-- Information provided follows --

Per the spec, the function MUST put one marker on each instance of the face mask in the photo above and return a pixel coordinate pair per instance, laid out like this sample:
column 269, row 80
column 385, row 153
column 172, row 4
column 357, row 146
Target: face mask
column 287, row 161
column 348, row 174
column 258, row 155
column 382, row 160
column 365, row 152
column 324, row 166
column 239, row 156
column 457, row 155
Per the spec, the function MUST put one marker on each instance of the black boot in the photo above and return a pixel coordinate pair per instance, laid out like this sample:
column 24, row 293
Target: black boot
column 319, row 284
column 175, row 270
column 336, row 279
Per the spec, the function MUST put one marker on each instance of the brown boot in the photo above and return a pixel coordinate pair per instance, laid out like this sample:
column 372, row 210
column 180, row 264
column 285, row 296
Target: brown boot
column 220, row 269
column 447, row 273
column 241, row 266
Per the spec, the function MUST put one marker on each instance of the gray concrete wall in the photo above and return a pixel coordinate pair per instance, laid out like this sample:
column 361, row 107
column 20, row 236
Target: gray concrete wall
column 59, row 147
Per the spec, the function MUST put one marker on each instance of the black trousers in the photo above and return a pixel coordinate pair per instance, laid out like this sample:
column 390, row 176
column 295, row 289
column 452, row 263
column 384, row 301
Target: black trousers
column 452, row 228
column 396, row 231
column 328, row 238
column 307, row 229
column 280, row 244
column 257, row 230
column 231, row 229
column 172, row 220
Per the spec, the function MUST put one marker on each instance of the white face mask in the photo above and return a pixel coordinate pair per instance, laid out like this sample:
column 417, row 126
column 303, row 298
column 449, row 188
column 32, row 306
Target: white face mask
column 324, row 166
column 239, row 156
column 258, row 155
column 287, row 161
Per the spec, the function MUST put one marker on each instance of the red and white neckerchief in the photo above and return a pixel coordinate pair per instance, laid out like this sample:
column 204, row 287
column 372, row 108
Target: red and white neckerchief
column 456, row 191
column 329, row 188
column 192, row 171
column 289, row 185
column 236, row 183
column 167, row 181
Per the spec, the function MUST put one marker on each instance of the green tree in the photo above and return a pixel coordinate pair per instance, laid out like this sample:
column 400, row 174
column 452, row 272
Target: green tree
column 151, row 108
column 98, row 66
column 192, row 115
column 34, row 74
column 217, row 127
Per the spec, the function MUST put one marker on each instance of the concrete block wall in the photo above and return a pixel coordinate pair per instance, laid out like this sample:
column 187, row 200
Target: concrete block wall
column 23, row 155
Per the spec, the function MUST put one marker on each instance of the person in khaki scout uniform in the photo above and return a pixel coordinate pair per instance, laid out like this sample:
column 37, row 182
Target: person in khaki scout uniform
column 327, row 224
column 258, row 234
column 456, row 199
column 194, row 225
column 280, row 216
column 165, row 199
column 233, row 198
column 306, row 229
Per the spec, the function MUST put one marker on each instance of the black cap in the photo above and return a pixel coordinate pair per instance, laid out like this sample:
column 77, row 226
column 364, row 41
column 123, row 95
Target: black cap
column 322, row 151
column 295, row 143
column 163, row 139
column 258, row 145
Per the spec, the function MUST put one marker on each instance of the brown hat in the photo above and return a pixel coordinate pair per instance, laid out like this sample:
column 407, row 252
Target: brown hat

-- Information provided concluded --

**Task item**
Provide a verbatim copy of all the entries.

**Exercise answer**
Per the spec, the function MUST put one marker on each instance of the face mask in the photo above and return a pixel coordinate pair per instance, laid out like this sample:
column 269, row 80
column 385, row 153
column 172, row 4
column 357, row 146
Target: face mask
column 287, row 161
column 348, row 174
column 258, row 155
column 382, row 160
column 365, row 152
column 324, row 166
column 239, row 156
column 457, row 155
Per the spec, the function MUST put one marker on each instance of the black boot in the photo above and return a pixel coordinate pair per instance, laid out like this sample:
column 24, row 293
Target: black boot
column 319, row 284
column 175, row 270
column 336, row 279
Per the spec, the function MUST put one marker on each instance of the brown boot in the photo above and return a pixel coordinate pair per instance, laid out like this sample:
column 372, row 210
column 180, row 264
column 285, row 296
Target: brown boot
column 220, row 269
column 447, row 273
column 241, row 266
Per the spec, the function MUST put one marker on each instance of the gray concrete wall in the photo above and return a pixel coordinate pair per instance, laid out like this sample:
column 361, row 107
column 20, row 236
Target: gray concrete wall
column 59, row 147
Per the spec, the function MUST put one marker on each instance of the black trousers in the photo above and return a pixel coordinate pair per instance, laid out like this sample:
column 390, row 176
column 295, row 289
column 452, row 263
column 384, row 301
Target: black trousers
column 452, row 228
column 396, row 231
column 328, row 238
column 307, row 229
column 280, row 244
column 257, row 230
column 231, row 229
column 172, row 220
Per the spec, the function MUST put one marker on each instance of the white face mask in the photo above and return a pixel coordinate pair per instance, laid out like this sample:
column 417, row 126
column 303, row 298
column 449, row 188
column 32, row 306
Target: white face mask
column 324, row 166
column 239, row 156
column 258, row 155
column 287, row 161
Per the spec, the function MUST put one marker on each instance of the red and white neckerchief in the photo above and return a pixel coordinate pair per instance, laid out like this sample:
column 204, row 287
column 372, row 108
Target: red and white neckerchief
column 456, row 191
column 329, row 188
column 192, row 171
column 289, row 185
column 236, row 183
column 167, row 181
Per the spec, the function MUST put one marker on each instance of the green tree in the photo above and return a pixel coordinate pair per instance, laid out like this sample:
column 400, row 174
column 452, row 272
Target: green tree
column 151, row 108
column 98, row 66
column 192, row 115
column 34, row 74
column 217, row 127
Per the spec, the function MUST put one marker on each instance of the concrete block wall in the photo above and return a pixel coordinate pair per instance, laid out like this sample:
column 187, row 200
Target: concrete block wall
column 23, row 155
Per the spec, the function MUST put one marker on each instance of the person in khaki scout uniform in the photo above and return a pixel coordinate pair per instance, laid out like this sample:
column 37, row 182
Target: person in khaki scout uniform
column 327, row 224
column 258, row 234
column 456, row 199
column 194, row 225
column 280, row 216
column 165, row 199
column 233, row 198
column 306, row 229
Per the spec, the function MUST put one marker on each instance of the black cap in the photo above and return a pixel coordinate pair per instance, laid out like this sample:
column 77, row 226
column 364, row 41
column 123, row 95
Target: black cap
column 322, row 151
column 295, row 143
column 163, row 139
column 258, row 145
Per the spec, the function MUST put one marker on each instance of the brown hat in the photo above and return a pixel coordinate pair per instance, laid out like this sample:
column 407, row 252
Target: brown hat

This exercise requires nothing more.